- **PROBLEM REQUIREMENTS**: Extract every one of the lines below and reproduce them word for word, with nothing altered.

Start of INFORMATION SHOWN

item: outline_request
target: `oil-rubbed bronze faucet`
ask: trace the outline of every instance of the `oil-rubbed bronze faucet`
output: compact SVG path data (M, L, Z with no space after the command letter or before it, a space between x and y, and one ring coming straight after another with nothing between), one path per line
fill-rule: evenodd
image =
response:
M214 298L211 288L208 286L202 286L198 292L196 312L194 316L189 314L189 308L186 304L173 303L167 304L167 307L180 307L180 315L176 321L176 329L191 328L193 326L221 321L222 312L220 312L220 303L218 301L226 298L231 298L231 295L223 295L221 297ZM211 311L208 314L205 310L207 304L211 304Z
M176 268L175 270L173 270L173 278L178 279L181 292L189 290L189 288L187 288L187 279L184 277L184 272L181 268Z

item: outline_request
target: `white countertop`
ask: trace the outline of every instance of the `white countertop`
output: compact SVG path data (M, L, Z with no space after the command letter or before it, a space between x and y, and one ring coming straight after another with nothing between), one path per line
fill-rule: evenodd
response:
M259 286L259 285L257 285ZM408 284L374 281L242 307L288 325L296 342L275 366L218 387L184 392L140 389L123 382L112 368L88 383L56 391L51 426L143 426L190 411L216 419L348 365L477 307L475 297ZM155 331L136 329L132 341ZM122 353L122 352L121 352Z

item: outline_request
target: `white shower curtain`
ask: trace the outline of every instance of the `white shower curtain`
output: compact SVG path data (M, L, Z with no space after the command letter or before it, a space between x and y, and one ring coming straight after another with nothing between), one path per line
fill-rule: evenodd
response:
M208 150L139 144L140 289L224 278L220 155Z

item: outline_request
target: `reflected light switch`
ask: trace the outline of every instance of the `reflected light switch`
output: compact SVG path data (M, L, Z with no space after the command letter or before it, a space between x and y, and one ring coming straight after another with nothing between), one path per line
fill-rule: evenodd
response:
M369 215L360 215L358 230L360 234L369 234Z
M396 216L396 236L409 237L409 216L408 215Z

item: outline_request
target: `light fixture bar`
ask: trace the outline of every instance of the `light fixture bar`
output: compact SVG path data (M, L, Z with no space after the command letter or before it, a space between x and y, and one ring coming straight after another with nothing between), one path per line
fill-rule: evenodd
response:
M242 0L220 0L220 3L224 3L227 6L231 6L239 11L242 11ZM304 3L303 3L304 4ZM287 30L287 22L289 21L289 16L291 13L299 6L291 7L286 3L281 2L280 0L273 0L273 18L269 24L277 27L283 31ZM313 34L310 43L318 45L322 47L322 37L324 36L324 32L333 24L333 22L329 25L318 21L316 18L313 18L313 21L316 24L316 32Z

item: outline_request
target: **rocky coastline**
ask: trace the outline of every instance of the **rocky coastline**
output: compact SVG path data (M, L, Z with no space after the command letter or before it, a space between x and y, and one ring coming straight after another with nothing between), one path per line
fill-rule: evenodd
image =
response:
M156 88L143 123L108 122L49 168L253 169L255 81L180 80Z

End of INFORMATION SHOWN

- **EXERCISE RESULT**:
item: outline_request
target: `oil-rubbed bronze faucet`
ask: trace the outline of every instance of the `oil-rubbed bronze faucet`
output: compact SVG path data (M, L, Z with no space after the command letter or before it, a space between x and y, and one ring coming straight after another with nothing between), one path per line
fill-rule: evenodd
image =
response:
M214 298L211 288L208 286L202 286L198 292L196 312L194 316L189 314L189 308L186 304L173 303L167 304L167 307L180 307L180 315L176 321L176 329L191 328L193 326L221 321L222 312L220 312L220 303L218 301L226 298L231 298L231 295L223 295L221 297ZM211 311L208 314L205 310L207 304L211 304Z
M176 268L175 270L173 270L173 278L178 279L181 292L189 290L189 288L187 288L187 279L184 277L184 272L181 268Z

item: outline_request
target: `white countertop`
ask: trace the outline of every instance of the `white countertop`
output: compact SVG path data (M, L, Z with no space after the command letter or before it, a space between x and y, and one ring coming straight after another with nothing between), one path per line
fill-rule: evenodd
response:
M259 286L259 285L257 285ZM408 284L374 281L242 307L288 325L296 342L275 366L218 387L184 392L140 389L123 382L112 368L88 383L56 391L51 426L143 426L190 411L216 419L348 365L477 307L475 297ZM155 331L136 329L132 341ZM122 353L122 352L121 352Z

item: outline_request
target: `white shower curtain`
ask: trace the outline of every instance of the `white shower curtain`
output: compact SVG path data (M, L, Z with no space after the command letter or before it, a space between x and y, and one ring coming straight after another with nothing between), one path per line
fill-rule: evenodd
response:
M208 150L139 144L140 289L224 278L220 155Z

item: outline_request
target: `reflected light switch`
ask: trace the outline of every instance of the `reflected light switch`
output: compact SVG path data (M, L, Z with no space after the command letter or before it, a space between x and y, and one ring coming straight after another with nothing between), one path per line
fill-rule: evenodd
response:
M369 215L360 215L358 230L360 234L369 234Z
M396 216L396 236L409 237L409 216L408 215Z

item: outline_request
target: `light fixture bar`
ask: trace the outline of every instance of the `light fixture bar`
output: compact SVG path data (M, L, Z with no space after the command letter or before it, a space between x and y, and one ring coming straight after another with nothing between), one path per line
fill-rule: evenodd
response:
M242 0L220 0L220 3L224 3L227 6L231 6L239 11L242 11ZM304 3L303 3L304 4ZM287 30L287 22L289 21L289 16L291 13L299 6L291 7L286 3L281 2L280 0L273 0L273 18L269 24L277 27L283 31ZM313 34L310 43L318 45L322 47L322 37L324 36L324 32L333 24L333 22L329 25L318 21L316 18L313 18L313 21L316 24L316 32Z

item: outline_request
target: **rocky coastline**
ask: trace the outline of every instance of the **rocky coastline**
output: compact SVG path data (M, L, Z with no space after the command letter or before it, a space between x and y, and one ring coming straight after another with nothing between), one path per line
fill-rule: evenodd
image =
response:
M156 88L143 123L108 122L49 168L253 169L255 81L180 80Z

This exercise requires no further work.